**WORK INSTRUCTIONS:**
1: In the Spencer Cox biography, what did Cox study at Bennington College?
2: Does each statement agree with the Spencer Cox biography? Answer yes or no, and quote the deciding words. (a) Cox moved to New York City in 1989 to pursue acting. (b) Cox founded the Medius Institute for Gay Men's Health in 2012. (c) The clinic renamed the Spencer Cox Center for Health used to be called the Center for Comprehensive Care.

**DOCUMENT EXCERPT:**
--

- Born: March 10, 1968 Atlanta, Georgia, U.S.
- Died: December 18, 2012 (aged 44) New York City, U.S.
- Cause of death: AIDS-related causes, having stopped taking his medication
- Known for: ACT UP, Treatment Action Group, clinical trial design leading to approval of ritonavir

= Spencer Cox (activist) =

American AIDS activist (1968–2012)

Patrick Spencer Cox (March 10, 1968 – December 18, 2012) was an American HIV/AIDS activist. He was involved in ACT UP and the Treatment Action Group during the height of the AIDS crisis in New York City. He helped facilitate the production of protease inhibitors, which revolutionized AIDS care in the 1990s.

==Biography==
Cox was born in Atlanta, Georgia. He came out as gay while he was in high school. He attended Bennington College for three years, where he studied theater and literature. He moved to New York City in 1989, to pursue acting. He joined the AIDS activist group ACT UP that year and was soon thereafter diagnosed with HIV.

In 1992, Cox joined with other ACT UP members to form the Treatment Action Group, which worked to further treatment advances in HIV. He worked with the Food and Drug Administration's Anti-Viral Advisory Committee to hasten the approval time for new HIV medications, including the new drug class of protease inhibitors. Cox designed a clinical trial to examine the effectiveness of ritonavir, which led to its approval, which had a dramatic effect on the treatment of HIV.

Cox founded the Medius Institute for Gay Men's Health in 2006, concerned with issues faced by gay men, including loneliness, depression and substance abuse. With a lack of funding, Cox abandoned the effort and began using methamphetamine. He moved back to Atlanta to recuperate. He returned to New York in 2012, and appeared in the documentary film How to Survive a Plague. He also wrote for POZ.

Cox died at The Allen Hospital in Upper Manhattan, on December 18, 2012, of AIDS-related causes, after he stopped taking his HIV medications.

St. Luke's–Roosevelt Hospital Center (now Mount Sinai Morningside) renamed their HIV clinic, formerly the Center for Comprehensive Care, the Spencer Cox Center for Health, in June 2013.

--

**GIVEN ENTRIES:**

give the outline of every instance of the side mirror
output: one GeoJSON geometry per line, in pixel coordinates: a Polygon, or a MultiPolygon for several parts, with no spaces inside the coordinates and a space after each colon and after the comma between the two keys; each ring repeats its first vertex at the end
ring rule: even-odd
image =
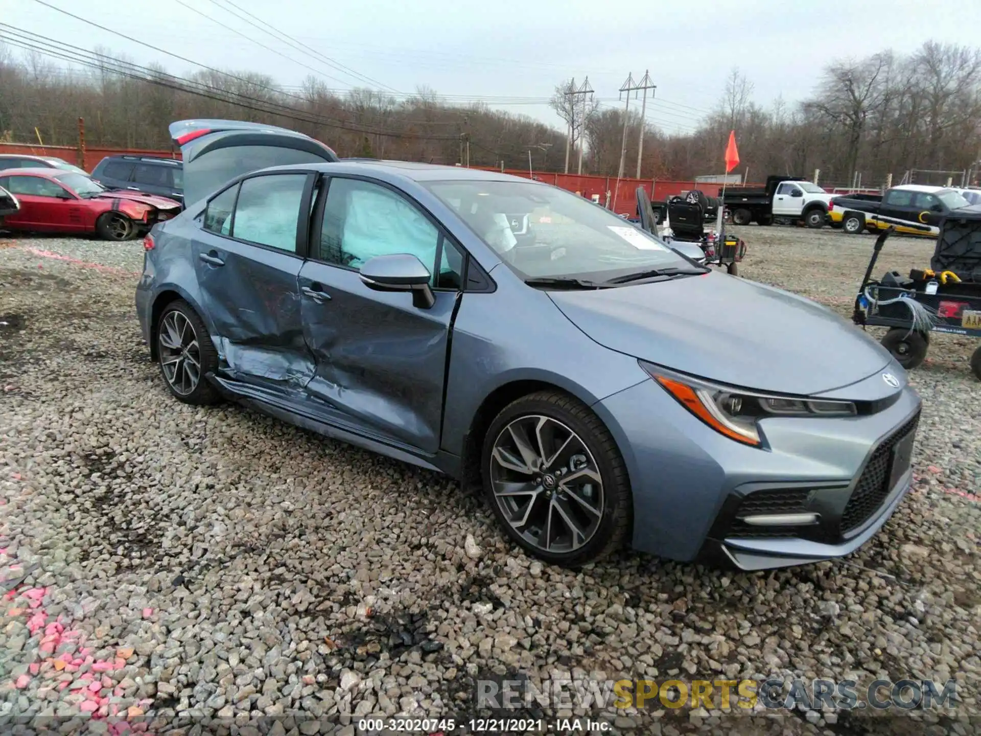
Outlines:
{"type": "Polygon", "coordinates": [[[433,275],[416,256],[409,253],[377,255],[361,267],[361,281],[376,291],[411,291],[412,304],[429,309],[436,303],[430,280],[433,275]]]}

--

**RESULTS FOR THE EXERCISE:**
1: Theater and literature.

2:
(a) Yes: "He moved to New York City in 1989, to pursue acting."
(b) No: "Cox founded the Medius Institute for Gay Men's Health in 2006"
(c) Yes: "renamed their HIV clinic, formerly the Center for Comprehensive Care, the Spencer Cox Center for Health"